Study text
10) NO SHARING: Any information obtained through the Services is intended only for use by the Subscriber’s authorized users. Subscriber may not reproduce, retransmit, distribute, disseminate, sell, publish, broadcast or circulate any of the Services or information obtained from Knowland to anyone without the express written consent of Knowland. If Subscriber has related properties that share ownership, management or sales teams, Knowland requires that each of those properties obtain their own subscription to the Services unless otherwise agreed in the Service Order.

11) WARRANTIES AND DISCLAIMER: Knowland warrants that it will provide the Services using commercially reasonable care and skill in accordance with the Service Order. KNOWLAND MAKES NO OTHER WARRANTIES, EXPRESS OR IMPLIED, WITH RESPECT TO THE SERVICES, INCLUDING, WITHOUT LIMITATION, WARRANTIES OF MERCHANTABILITY, FITNESS FOR A PARTICULAR PURPOSE OR USE, NONINFRINGEMENT, OR THE QUALITY OR UTILITY OF ANY INFORMATION AVAILABLE THROUGH THE SERVICES. EXCEPT FOR THE FOREGOING EXPRESS WARRANTY, THE SERVICES ARE PROVIDED “AS IS” AND “AS AVAILABLE” WITH ALL FAULTS, AND SUBSCRIBER UNDERSTANDS THAT SUBSCRIBER ASSUMES ALL RISKS OF THE USE, QUALITY, AND PERFORMANCE OF THE SERVICES.

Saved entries
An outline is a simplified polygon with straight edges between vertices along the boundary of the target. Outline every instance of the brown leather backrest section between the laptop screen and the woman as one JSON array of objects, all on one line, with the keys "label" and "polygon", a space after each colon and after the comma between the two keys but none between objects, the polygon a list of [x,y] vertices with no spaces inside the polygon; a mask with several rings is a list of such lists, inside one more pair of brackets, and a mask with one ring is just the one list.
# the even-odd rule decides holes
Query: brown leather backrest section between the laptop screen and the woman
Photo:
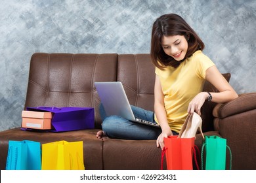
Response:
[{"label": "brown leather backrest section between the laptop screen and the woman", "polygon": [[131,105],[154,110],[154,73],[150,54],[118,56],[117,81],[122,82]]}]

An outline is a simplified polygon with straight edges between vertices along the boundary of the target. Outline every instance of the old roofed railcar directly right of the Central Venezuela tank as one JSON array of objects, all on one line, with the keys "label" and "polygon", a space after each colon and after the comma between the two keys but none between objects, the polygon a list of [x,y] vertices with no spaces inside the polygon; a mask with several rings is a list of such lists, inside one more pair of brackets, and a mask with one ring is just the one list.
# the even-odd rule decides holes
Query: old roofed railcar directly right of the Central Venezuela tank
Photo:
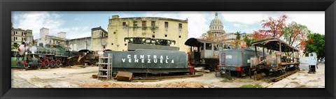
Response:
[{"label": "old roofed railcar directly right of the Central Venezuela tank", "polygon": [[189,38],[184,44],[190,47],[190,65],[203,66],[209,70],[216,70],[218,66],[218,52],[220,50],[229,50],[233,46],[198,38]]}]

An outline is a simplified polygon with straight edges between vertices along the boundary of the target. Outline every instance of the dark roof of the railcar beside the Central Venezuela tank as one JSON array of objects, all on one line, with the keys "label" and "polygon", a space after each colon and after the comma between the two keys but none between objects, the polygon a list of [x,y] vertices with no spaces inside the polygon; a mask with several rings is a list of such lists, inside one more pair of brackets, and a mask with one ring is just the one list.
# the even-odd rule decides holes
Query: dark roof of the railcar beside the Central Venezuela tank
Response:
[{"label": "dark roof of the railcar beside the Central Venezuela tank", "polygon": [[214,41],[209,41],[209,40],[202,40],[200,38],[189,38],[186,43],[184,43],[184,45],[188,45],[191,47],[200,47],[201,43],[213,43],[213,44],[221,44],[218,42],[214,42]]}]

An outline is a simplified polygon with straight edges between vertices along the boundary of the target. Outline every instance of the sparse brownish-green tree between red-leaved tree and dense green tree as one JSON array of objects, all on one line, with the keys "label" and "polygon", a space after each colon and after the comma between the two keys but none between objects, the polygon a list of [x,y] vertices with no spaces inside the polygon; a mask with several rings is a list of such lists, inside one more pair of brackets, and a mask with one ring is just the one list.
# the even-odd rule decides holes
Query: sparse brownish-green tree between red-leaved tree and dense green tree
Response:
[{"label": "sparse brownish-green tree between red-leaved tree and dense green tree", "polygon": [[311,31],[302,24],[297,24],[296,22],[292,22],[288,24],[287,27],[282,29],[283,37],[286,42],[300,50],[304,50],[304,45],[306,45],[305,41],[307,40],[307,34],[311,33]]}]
--
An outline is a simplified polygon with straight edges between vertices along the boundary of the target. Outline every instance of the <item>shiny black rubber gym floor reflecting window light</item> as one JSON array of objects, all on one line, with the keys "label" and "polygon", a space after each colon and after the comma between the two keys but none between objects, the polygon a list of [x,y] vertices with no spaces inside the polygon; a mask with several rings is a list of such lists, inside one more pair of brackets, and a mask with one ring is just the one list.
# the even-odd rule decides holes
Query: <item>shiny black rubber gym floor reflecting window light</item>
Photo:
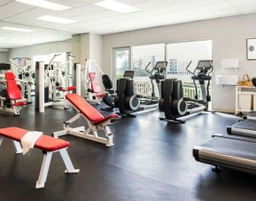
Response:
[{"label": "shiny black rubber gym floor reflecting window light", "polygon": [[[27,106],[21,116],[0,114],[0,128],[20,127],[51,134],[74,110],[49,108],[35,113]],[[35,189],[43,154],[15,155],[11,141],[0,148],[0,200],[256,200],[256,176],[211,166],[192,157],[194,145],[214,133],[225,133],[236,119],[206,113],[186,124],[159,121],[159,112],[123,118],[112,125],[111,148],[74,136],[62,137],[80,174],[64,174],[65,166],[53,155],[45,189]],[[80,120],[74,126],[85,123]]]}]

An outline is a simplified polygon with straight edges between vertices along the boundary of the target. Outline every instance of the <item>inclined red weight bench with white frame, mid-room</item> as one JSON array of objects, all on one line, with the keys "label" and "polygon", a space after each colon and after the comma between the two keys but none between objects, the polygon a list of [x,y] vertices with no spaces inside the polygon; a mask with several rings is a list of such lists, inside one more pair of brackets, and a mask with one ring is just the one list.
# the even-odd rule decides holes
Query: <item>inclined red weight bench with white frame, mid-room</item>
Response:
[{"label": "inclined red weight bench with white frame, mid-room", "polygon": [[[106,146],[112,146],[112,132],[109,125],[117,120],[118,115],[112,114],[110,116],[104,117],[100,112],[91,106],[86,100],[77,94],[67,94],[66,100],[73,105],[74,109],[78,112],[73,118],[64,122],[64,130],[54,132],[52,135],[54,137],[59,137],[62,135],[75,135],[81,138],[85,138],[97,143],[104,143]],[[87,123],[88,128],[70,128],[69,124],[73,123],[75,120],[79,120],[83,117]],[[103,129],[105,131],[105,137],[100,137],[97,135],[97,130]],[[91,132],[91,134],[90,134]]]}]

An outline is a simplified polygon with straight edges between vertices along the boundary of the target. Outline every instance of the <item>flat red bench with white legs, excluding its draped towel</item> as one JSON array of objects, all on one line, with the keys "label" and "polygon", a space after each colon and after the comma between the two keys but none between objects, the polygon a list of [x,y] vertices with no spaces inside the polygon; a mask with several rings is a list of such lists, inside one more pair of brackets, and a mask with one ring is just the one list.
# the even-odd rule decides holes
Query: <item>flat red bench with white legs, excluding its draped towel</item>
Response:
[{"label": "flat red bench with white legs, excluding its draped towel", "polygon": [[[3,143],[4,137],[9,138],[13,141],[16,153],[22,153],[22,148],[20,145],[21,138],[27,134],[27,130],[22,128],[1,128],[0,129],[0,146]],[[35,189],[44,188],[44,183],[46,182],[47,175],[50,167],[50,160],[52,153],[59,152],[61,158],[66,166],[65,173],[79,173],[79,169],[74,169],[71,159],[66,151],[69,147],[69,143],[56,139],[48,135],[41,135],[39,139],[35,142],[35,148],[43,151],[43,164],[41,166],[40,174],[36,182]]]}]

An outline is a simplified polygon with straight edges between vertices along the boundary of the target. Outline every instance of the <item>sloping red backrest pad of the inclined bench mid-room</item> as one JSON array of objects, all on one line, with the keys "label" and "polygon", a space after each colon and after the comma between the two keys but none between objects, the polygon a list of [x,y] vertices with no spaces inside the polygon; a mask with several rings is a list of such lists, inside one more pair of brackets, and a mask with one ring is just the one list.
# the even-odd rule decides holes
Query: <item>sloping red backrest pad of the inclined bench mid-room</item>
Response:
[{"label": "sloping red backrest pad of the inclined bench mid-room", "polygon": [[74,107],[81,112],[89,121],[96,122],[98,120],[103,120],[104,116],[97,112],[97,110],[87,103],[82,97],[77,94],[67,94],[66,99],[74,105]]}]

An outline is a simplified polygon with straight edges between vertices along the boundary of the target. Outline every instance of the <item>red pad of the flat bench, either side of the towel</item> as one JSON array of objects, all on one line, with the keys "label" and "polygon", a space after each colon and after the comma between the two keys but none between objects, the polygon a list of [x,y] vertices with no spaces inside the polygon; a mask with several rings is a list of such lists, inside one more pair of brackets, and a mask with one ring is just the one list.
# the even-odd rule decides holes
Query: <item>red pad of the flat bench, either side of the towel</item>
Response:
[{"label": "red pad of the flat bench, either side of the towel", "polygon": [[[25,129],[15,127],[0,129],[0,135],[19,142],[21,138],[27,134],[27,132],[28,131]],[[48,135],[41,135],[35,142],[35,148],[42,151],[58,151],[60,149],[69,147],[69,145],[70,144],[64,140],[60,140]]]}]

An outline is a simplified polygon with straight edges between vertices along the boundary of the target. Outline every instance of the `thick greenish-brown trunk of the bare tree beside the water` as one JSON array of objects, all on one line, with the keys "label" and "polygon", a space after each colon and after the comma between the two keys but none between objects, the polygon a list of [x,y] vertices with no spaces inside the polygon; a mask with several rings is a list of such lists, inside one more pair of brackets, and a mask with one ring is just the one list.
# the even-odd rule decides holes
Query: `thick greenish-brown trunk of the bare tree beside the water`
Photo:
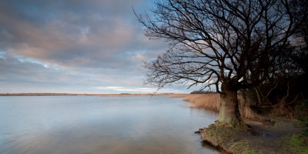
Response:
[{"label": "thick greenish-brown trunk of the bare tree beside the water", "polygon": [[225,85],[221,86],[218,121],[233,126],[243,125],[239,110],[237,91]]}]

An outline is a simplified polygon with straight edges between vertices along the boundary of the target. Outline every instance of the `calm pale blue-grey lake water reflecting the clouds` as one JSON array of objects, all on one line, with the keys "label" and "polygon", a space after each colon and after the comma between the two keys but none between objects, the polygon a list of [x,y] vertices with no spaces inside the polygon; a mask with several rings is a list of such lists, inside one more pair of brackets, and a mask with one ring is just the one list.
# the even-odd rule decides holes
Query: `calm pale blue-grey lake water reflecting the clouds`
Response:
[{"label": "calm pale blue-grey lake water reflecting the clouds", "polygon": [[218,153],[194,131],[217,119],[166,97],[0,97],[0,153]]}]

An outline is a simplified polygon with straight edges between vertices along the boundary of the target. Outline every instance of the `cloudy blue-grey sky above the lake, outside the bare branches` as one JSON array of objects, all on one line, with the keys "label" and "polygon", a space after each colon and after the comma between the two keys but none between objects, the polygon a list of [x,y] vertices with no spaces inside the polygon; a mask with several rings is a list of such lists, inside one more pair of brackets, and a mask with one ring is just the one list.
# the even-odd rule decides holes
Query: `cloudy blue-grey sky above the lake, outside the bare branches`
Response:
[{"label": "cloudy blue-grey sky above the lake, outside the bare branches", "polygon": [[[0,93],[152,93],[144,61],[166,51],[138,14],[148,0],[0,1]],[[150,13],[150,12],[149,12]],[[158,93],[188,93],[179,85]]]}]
---
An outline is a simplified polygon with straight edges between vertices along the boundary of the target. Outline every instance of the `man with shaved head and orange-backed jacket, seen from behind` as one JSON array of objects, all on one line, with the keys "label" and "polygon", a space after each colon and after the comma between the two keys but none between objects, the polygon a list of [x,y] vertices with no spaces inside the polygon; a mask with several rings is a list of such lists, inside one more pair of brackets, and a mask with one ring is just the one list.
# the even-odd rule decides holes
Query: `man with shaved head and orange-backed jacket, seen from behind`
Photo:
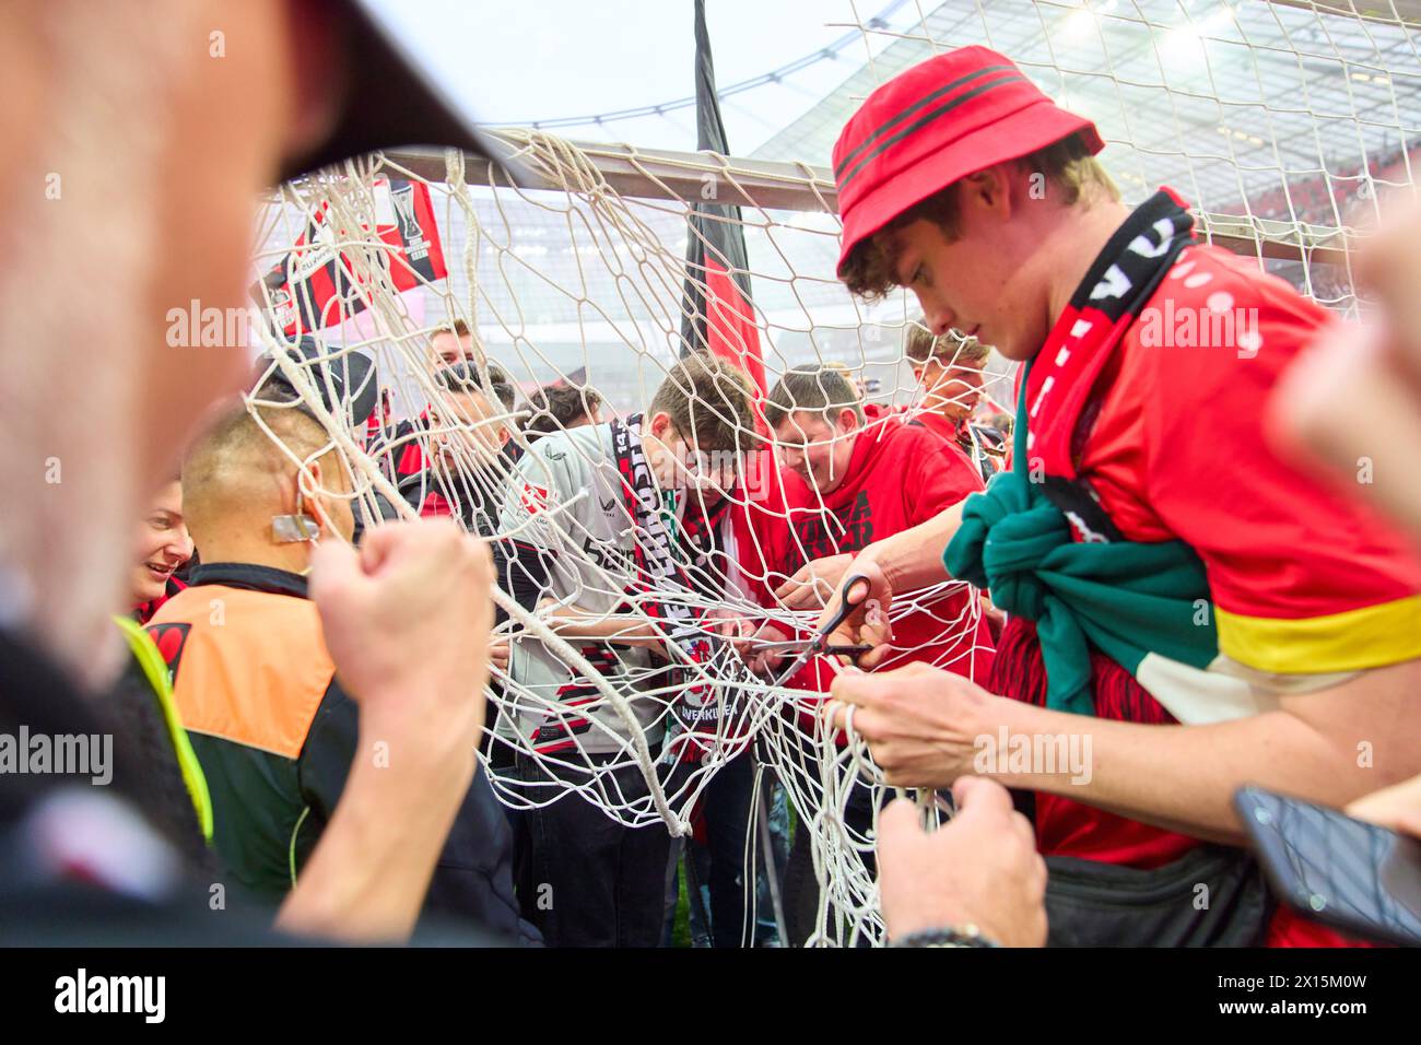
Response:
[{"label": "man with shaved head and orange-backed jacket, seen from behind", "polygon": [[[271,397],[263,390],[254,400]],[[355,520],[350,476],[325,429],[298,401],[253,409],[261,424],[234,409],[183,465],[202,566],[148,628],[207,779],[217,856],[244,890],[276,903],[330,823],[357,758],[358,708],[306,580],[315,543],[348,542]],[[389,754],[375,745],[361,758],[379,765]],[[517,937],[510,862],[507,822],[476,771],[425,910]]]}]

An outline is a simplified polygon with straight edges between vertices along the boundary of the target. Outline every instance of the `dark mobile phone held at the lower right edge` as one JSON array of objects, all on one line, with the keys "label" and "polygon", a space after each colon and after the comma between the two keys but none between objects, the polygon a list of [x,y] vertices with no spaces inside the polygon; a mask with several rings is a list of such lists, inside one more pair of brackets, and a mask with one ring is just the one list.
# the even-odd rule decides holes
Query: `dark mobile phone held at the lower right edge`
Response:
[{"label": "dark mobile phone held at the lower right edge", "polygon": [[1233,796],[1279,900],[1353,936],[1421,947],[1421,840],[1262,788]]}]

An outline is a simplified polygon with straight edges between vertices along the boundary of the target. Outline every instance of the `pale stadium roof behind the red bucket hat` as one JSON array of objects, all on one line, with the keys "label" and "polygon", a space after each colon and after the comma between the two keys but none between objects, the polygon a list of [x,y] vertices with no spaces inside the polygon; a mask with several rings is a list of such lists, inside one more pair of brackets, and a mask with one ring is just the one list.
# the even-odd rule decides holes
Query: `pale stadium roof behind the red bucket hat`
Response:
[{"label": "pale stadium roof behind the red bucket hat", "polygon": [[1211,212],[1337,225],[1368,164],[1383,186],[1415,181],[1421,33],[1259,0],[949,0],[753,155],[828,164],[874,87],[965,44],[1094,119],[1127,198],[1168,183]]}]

Description of the task
Write out the Knowland service terms text in full, word for word.

Final answer
10) NO SHARING: Any information obtained through the Services is intended only for use by the Subscriber’s authorized users. Subscriber may not reproduce, retransmit, distribute, disseminate, sell, publish, broadcast or circulate any of the Services or information obtained from Knowland to anyone without the express written consent of Knowland. If Subscriber has related properties that share ownership, management or sales teams, Knowland requires that each of those properties obtain their own subscription to the Services unless otherwise agreed in the Service Order.

11) WARRANTIES AND DISCLAIMER: Knowland warrants that it will provide the Services using commercially reasonable care and skill in accordance with the Service Order. KNOWLAND MAKES NO OTHER WARRANTIES, EXPRESS OR IMPLIED, WITH RESPECT TO THE SERVICES, INCLUDING, WITHOUT LIMITATION, WARRANTIES OF MERCHANTABILITY, FITNESS FOR A PARTICULAR PURPOSE OR USE, NONINFRINGEMENT, OR THE QUALITY OR UTILITY OF ANY INFORMATION AVAILABLE THROUGH THE SERVICES. EXCEPT FOR THE FOREGOING EXPRESS WARRANTY, THE SERVICES ARE PROVIDED “AS IS” AND “AS AVAILABLE” WITH ALL FAULTS, AND SUBSCRIBER UNDERSTANDS THAT SUBSCRIBER ASSUMES ALL RISKS OF THE USE, QUALITY, AND PERFORMANCE OF THE SERVICES.